Material supplied:

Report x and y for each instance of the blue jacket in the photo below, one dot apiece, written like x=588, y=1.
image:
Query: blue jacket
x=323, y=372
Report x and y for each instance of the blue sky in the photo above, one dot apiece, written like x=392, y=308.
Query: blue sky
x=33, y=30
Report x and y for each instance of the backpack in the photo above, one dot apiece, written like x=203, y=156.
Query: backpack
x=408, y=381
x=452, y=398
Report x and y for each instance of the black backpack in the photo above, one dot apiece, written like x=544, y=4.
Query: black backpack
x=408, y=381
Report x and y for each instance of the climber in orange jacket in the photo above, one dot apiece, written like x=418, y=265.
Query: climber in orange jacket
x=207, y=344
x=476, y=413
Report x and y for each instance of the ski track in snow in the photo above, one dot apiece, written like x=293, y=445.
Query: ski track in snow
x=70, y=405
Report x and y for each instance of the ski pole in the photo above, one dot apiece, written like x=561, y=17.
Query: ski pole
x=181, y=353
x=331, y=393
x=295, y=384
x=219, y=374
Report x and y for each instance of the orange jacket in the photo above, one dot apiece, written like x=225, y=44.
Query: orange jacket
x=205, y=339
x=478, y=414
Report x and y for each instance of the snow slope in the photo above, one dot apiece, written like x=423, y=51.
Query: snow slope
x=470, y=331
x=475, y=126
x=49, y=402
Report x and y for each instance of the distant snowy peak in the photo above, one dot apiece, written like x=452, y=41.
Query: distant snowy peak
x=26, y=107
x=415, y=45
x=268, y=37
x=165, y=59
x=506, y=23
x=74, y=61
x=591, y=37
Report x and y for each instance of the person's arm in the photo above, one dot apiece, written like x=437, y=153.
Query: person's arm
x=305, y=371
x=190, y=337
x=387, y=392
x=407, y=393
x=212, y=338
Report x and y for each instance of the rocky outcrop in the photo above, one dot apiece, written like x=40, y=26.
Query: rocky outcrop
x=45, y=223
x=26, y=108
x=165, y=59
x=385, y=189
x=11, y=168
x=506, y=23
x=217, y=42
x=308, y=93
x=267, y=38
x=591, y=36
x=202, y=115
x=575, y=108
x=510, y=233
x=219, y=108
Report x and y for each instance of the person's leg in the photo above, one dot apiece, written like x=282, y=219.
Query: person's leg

Job: Take the lines above and retype all of them exactly.

In response:
Report x and y for each instance of the blue jacket in the photo below, one dot apiece, written like x=588, y=1.
image:
Query: blue jacket
x=323, y=372
Report x and y for each instance of the blue sky in the photo above, one dot apiece, written like x=392, y=308.
Query: blue sky
x=33, y=30
Report x and y for each instance of the backpack in the photo above, one dot apiece, written like x=203, y=156.
Query: backpack
x=408, y=381
x=452, y=398
Report x and y for each instance of the black backpack in the photo above, one dot apiece, written like x=544, y=4.
Query: black backpack
x=408, y=381
Report x and y for each instance of the climber in orange jacket in the photo above, one dot apiece, written like x=418, y=265.
Query: climber in orange jacket
x=207, y=344
x=476, y=413
Report x and y for each instance of the ski track in snow in the photo above, one dot apiece, written like x=293, y=445.
Query: ski track in snow
x=70, y=405
Report x and y for each instance of the ski pole in the photo above, one dot apiece, written like x=561, y=17.
Query: ski pole
x=181, y=353
x=331, y=393
x=295, y=384
x=219, y=374
Report x and y for each instance of the orange jacket in the photo above, one dot apiece, written like x=225, y=44.
Query: orange jacket
x=205, y=339
x=478, y=414
Report x and y for each instance of the snow slope in the photo above, one dot apiece, written like x=423, y=51.
Query: snow slope
x=470, y=331
x=475, y=126
x=49, y=402
Report x and y for each instance of the distant snowy peak in the photo above, one dot apiece, written like x=452, y=41.
Query: distant snowy peak
x=26, y=107
x=415, y=45
x=268, y=37
x=165, y=59
x=506, y=23
x=74, y=61
x=591, y=37
Report x and y for each instance of the person's arm in the photo above, one dot apiece, written like x=437, y=153.
Query: person's arm
x=305, y=371
x=190, y=337
x=387, y=392
x=407, y=393
x=212, y=338
Report x and y for each instance of the rocky outcrop in the photo above, one dot apiece, written like x=40, y=26.
Query: rocky outcrop
x=45, y=223
x=26, y=108
x=165, y=59
x=385, y=189
x=11, y=168
x=506, y=23
x=217, y=42
x=308, y=93
x=267, y=38
x=591, y=36
x=202, y=115
x=575, y=108
x=510, y=233
x=219, y=108
Report x and y for each instance of the person's leg in the photo above, one dot apiece, written like x=282, y=219.
Query: person's leg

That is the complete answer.